YOUR TASK ▸ From the piece on knife crime below, copy out the stretch from "Is isn’t just happening" through "with knife carrying.".

SELECTED TEXT ▸
_ _ _

It’s the call that you dread. Another teenager, barely 17-years-old, stabbed to death on the streets of Croydon. Aren Mali was the second teenager killed in Croydon in the last three months. And many more stabbed but survived.
I cannot imagine, as I look at my children, what it must be like for a parent to get that call. But we know that behind every headline is a wrecked family, and a community in shock. And a generation of young people becoming increasingly anxious and desensitised to the possession and use of lethal weapons.
Is isn’t just happening down dark alleyways or in the shadows. This is in our town centres, in our communities. Studies have shown that 50% of London’s kids know somebody who carries a knife. Imagine what that does to your childhood, to your sense of anxiety even if you and your friends are nothing to do with knife carrying.
Croydon might be where the harsh realities of knife crime are most visible, but this epidemic isn’t limited to one or two postcodes. Knife crime is up across the UK – from Aberdeen to Cardiff to Colchester. Over 1,200 young people were stabbed across London last year, and the symptoms are growing across the UK, with criminal gangs extending ‘county lines’ into cities and towns nationwide.
Knife crime has become a public health crisis amongst our young. And it’s becoming more complicated: this isn’t just ‘kids in gangs’ who want to make money. In fact much of London’s knife crime isn’t gang related.

_ _ _

[Saved entries]
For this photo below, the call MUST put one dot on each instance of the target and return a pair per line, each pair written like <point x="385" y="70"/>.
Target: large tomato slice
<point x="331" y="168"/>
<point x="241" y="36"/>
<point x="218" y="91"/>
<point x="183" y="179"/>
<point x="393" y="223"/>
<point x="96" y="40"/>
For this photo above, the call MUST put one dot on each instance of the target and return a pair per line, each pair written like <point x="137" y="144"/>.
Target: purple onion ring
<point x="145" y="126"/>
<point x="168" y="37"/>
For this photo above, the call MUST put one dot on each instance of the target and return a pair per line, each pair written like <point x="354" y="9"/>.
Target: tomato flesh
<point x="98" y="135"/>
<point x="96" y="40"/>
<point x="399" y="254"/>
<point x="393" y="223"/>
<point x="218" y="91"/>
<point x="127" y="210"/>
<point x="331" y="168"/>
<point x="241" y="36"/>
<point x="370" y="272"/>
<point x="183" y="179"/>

_ _ _

TASK RESPONSE ▸
Is isn’t just happening down dark alleyways or in the shadows. This is in our town centres, in our communities. Studies have shown that 50% of London’s kids know somebody who carries a knife. Imagine what that does to your childhood, to your sense of anxiety even if you and your friends are nothing to do with knife carrying.